* _TESTO DELL'ESERCIZIO_
>>>
Se io chiudo gli occhi e ascolto solo la sua voce, penso a un uomo di trent’anni. La vecchiaia. E’ davvero un processo naturale? Oppure, come afferma qualche biologo, è una imperfezione che riusciremo prima o poi a eliminare?

«Ogni uomo invecchia a modo suo. Diversamente non ci sarebbe più la selezione. Già oggi una persona anziana rispetto a cento anni fa (la cataratta, per esempio, non si operava neppure) vive meglio, molto meglio. La vita si allunga e si arriverà a una media di 120 anni: invecchiamento rallentato ma non l’eterna giovinezza. La vecchiaia è naturale. Non ci fosse più, scoppierebbe il mondo».

Lei ha percorso un lungo e straordinario viaggio tra gli uomini, potenti e non potenti, ricchi e poveri, belli e brutti, grandi e meschini. Dia una risposta: da dove veniamo e dove andiamo?
<<<
* _ESTRATTI DEI DATI_
>>>
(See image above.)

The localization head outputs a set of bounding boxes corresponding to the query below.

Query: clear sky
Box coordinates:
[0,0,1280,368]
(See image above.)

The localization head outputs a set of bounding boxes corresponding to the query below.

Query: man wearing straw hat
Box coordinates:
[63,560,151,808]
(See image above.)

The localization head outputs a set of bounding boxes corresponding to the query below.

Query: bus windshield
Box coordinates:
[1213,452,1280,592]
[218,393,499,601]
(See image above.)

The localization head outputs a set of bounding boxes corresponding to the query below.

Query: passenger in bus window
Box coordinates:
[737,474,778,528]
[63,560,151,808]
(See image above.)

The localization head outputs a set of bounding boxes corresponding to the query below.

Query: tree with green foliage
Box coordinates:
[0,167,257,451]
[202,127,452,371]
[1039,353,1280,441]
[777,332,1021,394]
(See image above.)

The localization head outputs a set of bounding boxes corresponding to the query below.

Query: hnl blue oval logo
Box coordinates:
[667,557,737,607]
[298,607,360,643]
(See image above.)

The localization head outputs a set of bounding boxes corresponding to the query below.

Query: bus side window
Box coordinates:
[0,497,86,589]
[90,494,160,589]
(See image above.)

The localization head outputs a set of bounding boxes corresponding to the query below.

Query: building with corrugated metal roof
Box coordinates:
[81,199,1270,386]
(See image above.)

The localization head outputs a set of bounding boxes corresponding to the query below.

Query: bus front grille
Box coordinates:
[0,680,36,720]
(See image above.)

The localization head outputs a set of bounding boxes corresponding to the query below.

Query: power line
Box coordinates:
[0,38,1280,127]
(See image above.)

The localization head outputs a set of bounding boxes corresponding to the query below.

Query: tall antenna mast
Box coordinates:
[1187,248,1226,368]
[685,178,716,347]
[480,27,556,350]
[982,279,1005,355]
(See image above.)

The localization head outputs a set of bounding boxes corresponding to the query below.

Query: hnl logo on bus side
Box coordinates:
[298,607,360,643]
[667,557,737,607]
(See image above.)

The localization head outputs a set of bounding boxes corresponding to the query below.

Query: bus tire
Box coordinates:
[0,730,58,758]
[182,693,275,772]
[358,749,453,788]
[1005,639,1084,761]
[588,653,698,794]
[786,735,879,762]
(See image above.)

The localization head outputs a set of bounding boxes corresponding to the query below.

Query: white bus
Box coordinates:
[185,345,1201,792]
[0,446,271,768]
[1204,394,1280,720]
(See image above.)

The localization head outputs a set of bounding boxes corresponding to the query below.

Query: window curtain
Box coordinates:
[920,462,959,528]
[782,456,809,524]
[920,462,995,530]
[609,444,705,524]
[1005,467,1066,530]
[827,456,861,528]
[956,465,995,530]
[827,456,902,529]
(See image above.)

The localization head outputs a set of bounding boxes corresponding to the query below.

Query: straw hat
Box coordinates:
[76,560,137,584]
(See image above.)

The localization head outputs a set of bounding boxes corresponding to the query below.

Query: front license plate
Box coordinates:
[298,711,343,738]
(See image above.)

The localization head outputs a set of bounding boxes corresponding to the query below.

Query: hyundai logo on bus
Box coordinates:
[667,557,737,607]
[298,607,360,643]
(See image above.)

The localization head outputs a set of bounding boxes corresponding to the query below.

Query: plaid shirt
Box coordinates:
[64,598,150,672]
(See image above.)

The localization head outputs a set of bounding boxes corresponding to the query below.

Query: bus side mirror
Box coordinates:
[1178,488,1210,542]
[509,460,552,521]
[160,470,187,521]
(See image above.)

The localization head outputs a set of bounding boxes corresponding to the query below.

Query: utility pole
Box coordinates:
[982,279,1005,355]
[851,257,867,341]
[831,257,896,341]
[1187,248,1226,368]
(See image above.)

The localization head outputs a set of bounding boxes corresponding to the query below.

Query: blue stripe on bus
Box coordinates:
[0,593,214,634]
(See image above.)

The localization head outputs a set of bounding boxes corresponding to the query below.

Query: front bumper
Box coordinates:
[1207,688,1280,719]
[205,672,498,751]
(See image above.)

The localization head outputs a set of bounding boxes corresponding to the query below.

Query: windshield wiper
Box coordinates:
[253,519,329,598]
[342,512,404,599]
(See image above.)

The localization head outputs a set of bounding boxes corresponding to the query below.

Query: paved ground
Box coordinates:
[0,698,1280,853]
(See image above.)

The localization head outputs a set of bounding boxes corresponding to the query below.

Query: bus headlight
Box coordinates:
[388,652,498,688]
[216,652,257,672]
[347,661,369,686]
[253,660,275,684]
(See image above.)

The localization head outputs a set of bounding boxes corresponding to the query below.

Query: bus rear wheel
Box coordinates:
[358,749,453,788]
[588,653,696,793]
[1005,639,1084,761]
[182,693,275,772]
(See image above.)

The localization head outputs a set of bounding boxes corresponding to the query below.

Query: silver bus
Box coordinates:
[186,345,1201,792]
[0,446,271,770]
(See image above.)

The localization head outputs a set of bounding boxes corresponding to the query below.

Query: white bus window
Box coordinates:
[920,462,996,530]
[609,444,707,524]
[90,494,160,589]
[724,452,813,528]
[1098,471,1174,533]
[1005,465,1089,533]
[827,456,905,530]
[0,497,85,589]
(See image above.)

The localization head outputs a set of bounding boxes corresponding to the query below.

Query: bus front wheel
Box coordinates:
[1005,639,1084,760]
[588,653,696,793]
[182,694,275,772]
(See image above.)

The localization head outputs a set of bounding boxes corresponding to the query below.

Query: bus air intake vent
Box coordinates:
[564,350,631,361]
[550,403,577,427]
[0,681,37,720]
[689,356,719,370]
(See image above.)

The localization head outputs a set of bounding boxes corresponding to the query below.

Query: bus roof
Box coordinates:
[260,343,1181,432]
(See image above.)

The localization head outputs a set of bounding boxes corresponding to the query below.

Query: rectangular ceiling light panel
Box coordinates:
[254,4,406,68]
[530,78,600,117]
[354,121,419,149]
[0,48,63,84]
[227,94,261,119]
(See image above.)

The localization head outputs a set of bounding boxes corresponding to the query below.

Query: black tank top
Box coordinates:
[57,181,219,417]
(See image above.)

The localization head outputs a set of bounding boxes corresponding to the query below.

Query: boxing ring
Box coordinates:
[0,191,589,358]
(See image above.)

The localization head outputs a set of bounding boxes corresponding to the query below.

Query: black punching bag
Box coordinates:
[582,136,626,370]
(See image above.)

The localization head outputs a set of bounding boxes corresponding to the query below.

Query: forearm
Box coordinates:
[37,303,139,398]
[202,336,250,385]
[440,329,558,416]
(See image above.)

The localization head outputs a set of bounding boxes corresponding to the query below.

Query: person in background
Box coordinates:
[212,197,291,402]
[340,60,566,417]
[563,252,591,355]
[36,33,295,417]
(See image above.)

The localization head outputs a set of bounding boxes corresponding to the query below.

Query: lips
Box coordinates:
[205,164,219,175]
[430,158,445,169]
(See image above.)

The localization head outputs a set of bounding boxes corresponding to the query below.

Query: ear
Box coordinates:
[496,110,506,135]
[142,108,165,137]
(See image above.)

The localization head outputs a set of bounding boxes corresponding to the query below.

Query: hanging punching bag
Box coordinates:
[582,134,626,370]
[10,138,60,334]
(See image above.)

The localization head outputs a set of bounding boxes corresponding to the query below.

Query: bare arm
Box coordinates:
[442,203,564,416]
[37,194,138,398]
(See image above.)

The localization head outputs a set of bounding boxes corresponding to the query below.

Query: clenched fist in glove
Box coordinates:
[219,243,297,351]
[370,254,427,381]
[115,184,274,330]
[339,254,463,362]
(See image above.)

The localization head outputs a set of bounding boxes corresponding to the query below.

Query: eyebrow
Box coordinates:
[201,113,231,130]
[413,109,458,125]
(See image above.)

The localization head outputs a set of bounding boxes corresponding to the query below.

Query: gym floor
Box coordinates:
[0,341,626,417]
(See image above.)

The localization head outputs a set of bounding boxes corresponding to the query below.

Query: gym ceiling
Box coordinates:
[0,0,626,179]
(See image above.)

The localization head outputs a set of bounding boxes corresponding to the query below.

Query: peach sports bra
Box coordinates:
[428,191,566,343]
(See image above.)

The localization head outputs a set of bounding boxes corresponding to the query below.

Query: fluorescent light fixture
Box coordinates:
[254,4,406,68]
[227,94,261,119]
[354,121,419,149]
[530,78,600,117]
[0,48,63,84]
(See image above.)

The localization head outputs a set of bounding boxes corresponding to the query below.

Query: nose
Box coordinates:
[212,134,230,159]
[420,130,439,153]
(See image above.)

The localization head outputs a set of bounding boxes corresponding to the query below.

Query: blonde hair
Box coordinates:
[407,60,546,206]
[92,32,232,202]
<<<
* _COSA FARE_
Prosegui, per favore, l'intervista sulla vecchiaia, cominciando subito dopo la domanda con cui si chiude.

* _RISULTATO DEL COMPITO_
«Veniamo da dove sono venuti i nostri genitori, i nostri nonni, i nostri bisnonni… La memoria si ferma lì. Mia moglie aveva un albero genealogico che risaliva a Ruggero il normanno. Quanto a me, una parte delle mie radici sta in Brasile. Mia nonna materna (governava la casa) era nata a Parma ma aveva vissuto lungamente in Brasile e in Brasile aveva incontrato l’amore e si era sposata. Nell’occasione delle nozze il suocero, Almeida Morera, regalò la libertà a uno schiavo: era l’anno 1983, così si usava ancora venticinque anni fa. Il mio bisnonno materno faceva l’agente consolare in Brasile. Si chiamava Enrico Schivazappa (1847-1890), frequentava gli indios dell’Amazzonia, fumava insieme con loro la pipa, ha conosciuto il rito di svuotare e bollire le teste dei nemici, trasformate così in miniature».

Brasile e Parma, che intreccio, un oceano di mezzo…

«Mia madre è nata in Brasile. I miei genitori erano entrambi maestri di scuola. Insegnavano a Parma. Avevo un fratello più grande di me, morto da bambino di appendicite. Io ho tre figli, nessuno ha fatto il medico, fortunatamente».

Perché fortunatamente?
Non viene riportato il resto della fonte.